AUFGABE: Schreib den Seitenauszug ab „## TriplxXxfish0r (6.“ und weiter bis einschließlich „(13. Juni 2008)“ noch einmal hin. Bearbeite ihn dabei so, dass statt „Plätze“ jetzt „Stellen“ steht.

SEITENAUSZUG:
########################################

Übrigens spricht Sveinung Hansen(der Vermieter) ganz gut Englisch.
Weitere Info über www.skjeggeby.no

Gruß

Stefan


----------



## Angelkroeger (11. Januar 2008)

*AW: Auf Hecht an der Glomma*

Wir haben das Haus Skjeggeby vom 21-28.06.2008 gebucht und auch schon angezahlt! Hast du etwa auch ne Zusage für das Haus zu diesem Zeitpunkt?


----------



## OWendtland (25. Januar 2008)

*AW: Auf Hecht an der Glomma*

Ich habe eine Zusage für 28.6.-12.07.08,
also genau nach euch^^

ALSO LASST UNS GEFÄLLIGST NOCH WAS ÜBRIG !
*Mit den Augen zwinker*

Oliver


----------



## TriplxXxfish0r (15. Mai 2008)

*AW: Auf Hecht an der Glomma*

Hey Skjeggeby-KOllegen,
bin mit 3 anderen Kumpels vom 14.-21- Juni im Skjeggeby-Ferienhaus. Werde danach mal berichten und keine Angst wir lassen euch noch ein paar Hechte übrig 
Wenn ansonsten von Euch schon jemand vor uns da ist, bitte um ein paar Tipps etc. 
Danke im voraus


----------



## Karl Inge S (15. Mai 2008)

*AW: Auf Hecht an der Glomma*

Some nice pikes caught in Norway latest weeks, especially on Jerkbait  I can recommend a few places besides Glomma if you are interested?

Dont forget all the other nice species you can catch in Glomma!!!

Example:
http://www.fiskersiden.no/forum/index.php?showtopic=33285&hl=glomma


----------



## TriplxXxfish0r (6. Juni 2008)

*AW: Auf Hecht an der Glomma*

Ja wenn du mir ein paar gute Plätze verraten könntest wäre das nicht schlecht 
Danke im voraus


----------



## OWendtland (13. Juni 2008)

*AW: Auf Hecht an der Glomma*



Karl Inge S schrieb:


> Some nice pikes caught in Norway latest weeks, especially on Jerkbait  I can recommend a few places besides Glomma if you are interested?

########################################

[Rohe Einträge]
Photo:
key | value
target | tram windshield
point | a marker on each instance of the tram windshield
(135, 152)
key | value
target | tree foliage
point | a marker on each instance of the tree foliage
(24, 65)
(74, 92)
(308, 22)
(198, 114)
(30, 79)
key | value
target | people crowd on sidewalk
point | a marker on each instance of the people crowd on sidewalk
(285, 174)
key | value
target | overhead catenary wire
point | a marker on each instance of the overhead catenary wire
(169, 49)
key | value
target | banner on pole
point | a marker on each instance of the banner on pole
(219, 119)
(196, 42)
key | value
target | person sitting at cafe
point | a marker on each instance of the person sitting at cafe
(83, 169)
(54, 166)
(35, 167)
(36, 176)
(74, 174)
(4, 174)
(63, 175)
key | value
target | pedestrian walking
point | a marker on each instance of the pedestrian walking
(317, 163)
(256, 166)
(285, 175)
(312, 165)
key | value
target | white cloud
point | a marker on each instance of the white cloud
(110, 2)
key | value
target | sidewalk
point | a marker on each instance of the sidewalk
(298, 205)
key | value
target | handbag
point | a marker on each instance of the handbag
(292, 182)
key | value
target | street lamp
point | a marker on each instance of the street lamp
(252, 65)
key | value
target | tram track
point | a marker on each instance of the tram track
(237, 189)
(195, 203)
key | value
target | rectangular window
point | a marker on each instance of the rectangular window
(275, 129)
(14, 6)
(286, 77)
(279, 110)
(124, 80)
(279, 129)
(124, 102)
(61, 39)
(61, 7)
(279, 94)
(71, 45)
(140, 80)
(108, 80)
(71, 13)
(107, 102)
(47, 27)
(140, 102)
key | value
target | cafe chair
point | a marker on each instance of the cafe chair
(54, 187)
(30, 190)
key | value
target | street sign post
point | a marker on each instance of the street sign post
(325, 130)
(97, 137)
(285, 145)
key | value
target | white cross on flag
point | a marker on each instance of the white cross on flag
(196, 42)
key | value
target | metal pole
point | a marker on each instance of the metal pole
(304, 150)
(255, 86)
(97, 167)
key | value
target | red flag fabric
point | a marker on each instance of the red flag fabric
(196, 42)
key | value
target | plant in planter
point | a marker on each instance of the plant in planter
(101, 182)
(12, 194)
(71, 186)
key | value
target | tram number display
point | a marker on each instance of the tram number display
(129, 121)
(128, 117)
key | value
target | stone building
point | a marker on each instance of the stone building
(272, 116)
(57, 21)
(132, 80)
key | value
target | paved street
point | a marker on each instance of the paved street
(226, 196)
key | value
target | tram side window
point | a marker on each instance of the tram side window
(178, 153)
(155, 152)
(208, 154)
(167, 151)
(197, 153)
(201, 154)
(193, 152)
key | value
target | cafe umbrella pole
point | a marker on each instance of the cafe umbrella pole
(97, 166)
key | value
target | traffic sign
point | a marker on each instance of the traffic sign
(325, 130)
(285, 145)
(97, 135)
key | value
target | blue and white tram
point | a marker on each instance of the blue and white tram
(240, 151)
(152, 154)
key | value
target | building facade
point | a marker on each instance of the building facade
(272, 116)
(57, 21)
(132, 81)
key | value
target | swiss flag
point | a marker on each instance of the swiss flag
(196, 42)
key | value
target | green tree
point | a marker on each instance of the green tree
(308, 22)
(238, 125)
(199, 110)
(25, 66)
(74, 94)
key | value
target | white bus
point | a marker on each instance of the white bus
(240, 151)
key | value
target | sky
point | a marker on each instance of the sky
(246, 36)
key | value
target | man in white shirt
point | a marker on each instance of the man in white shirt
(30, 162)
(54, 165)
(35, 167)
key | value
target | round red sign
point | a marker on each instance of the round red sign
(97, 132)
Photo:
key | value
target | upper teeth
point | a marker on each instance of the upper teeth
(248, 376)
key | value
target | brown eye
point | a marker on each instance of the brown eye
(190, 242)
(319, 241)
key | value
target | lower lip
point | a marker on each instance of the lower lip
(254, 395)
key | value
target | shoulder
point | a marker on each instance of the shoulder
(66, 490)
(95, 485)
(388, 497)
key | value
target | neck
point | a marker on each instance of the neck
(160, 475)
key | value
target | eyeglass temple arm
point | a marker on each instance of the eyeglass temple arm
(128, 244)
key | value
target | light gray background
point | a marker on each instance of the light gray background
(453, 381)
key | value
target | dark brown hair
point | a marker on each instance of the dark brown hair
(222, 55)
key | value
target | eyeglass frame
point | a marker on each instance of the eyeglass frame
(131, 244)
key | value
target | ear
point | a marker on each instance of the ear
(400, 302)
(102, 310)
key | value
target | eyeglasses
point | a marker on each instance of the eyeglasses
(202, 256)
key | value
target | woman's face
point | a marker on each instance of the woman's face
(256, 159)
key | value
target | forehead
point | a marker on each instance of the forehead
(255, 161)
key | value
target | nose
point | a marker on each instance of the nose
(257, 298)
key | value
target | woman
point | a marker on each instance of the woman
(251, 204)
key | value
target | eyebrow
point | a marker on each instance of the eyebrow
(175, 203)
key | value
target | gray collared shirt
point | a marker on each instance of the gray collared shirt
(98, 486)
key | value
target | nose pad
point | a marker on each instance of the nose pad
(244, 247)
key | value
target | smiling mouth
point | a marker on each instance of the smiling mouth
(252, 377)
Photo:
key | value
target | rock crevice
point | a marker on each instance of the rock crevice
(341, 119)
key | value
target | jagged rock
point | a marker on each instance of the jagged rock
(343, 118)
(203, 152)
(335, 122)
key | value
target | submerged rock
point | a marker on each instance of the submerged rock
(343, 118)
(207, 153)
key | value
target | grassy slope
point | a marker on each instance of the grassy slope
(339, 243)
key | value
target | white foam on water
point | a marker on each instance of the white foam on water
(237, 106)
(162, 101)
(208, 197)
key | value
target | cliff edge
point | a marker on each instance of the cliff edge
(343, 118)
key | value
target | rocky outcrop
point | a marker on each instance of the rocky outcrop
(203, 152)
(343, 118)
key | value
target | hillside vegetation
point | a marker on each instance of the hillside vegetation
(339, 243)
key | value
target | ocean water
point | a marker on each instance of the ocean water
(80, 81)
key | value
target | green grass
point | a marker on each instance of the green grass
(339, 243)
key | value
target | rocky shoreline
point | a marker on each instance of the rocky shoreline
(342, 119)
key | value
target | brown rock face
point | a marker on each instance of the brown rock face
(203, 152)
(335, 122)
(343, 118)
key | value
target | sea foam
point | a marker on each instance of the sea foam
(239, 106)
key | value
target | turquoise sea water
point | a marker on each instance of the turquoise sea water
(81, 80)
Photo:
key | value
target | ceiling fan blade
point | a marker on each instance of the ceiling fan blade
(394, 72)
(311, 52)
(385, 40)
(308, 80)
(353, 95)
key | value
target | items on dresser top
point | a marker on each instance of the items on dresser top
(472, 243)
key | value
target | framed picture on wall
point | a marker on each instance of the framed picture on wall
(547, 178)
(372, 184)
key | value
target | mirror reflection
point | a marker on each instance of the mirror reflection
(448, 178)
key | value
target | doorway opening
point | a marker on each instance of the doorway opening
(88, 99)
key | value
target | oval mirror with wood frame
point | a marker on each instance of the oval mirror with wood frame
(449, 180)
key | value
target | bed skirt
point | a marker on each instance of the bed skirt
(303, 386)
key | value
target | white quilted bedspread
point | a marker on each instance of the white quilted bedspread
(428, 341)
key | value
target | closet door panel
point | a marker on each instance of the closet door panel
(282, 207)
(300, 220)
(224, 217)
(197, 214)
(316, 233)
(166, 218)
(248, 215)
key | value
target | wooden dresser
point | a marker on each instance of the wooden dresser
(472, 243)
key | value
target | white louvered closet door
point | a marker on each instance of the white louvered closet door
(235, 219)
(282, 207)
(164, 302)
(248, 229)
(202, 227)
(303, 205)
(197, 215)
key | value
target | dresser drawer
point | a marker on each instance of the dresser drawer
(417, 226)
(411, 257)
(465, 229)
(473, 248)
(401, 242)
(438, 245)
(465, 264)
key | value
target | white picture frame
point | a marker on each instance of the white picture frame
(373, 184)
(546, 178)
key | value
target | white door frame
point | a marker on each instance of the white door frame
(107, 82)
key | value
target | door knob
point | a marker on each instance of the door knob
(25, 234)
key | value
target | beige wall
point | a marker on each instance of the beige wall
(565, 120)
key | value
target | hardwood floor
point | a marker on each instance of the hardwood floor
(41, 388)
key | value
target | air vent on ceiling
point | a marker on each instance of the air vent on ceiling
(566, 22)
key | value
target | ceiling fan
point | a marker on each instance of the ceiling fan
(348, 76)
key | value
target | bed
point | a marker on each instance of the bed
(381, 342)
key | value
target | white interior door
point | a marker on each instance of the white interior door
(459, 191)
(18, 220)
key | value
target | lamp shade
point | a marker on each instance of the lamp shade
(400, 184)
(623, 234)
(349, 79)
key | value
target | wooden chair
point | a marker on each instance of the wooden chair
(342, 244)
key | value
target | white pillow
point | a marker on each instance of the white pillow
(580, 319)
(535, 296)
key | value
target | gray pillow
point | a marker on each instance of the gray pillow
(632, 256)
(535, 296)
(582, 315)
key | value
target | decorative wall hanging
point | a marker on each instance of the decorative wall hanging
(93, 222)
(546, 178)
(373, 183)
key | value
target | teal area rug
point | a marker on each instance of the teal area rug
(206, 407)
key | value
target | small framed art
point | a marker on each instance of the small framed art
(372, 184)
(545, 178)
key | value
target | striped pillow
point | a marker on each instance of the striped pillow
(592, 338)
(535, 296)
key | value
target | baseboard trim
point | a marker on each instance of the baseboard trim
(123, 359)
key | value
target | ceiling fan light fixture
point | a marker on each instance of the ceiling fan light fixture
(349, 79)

########################################

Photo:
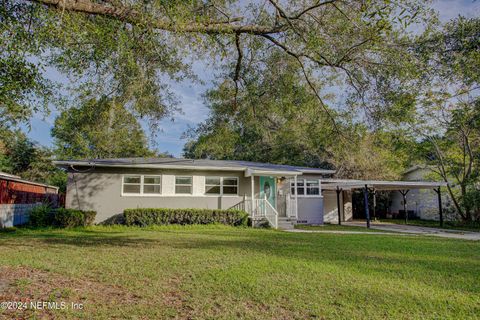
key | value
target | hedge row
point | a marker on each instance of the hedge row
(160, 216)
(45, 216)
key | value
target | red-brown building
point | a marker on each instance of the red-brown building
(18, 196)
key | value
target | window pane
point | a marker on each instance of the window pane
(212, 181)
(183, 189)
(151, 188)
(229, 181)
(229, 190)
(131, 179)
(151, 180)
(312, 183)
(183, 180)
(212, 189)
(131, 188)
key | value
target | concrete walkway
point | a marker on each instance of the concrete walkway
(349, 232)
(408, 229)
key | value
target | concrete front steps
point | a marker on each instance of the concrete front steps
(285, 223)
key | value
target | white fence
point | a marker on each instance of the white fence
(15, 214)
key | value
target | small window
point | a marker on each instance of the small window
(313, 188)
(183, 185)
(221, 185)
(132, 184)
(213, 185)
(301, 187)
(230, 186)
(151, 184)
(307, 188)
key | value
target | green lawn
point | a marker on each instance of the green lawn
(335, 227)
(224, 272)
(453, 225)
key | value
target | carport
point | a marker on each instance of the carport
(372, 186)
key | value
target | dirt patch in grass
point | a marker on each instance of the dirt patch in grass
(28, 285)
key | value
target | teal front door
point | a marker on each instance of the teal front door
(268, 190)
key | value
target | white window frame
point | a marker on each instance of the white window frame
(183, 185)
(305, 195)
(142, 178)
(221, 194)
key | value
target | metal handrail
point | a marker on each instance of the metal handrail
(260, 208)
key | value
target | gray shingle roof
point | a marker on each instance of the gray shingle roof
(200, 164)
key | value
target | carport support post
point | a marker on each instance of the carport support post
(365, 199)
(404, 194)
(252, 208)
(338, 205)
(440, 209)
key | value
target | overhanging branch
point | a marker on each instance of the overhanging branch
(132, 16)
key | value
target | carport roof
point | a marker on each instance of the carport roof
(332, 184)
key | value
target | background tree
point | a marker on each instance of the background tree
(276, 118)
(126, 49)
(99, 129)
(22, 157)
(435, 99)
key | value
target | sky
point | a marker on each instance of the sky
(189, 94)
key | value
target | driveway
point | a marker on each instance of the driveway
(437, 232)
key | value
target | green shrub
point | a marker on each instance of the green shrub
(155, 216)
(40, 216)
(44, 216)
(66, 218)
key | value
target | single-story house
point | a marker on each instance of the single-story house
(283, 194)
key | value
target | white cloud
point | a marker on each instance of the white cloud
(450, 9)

########################################

VOLLSTÄNDIGE ANTWORT:
## TriplxXxfish0r (6. Juni 2008)

*AW: Auf Hecht an der Glomma*

Ja wenn du mir ein paar gute Stellen verraten könntest wäre das nicht schlecht 
Danke im voraus


----------



## OWendtland (13. Juni 2008)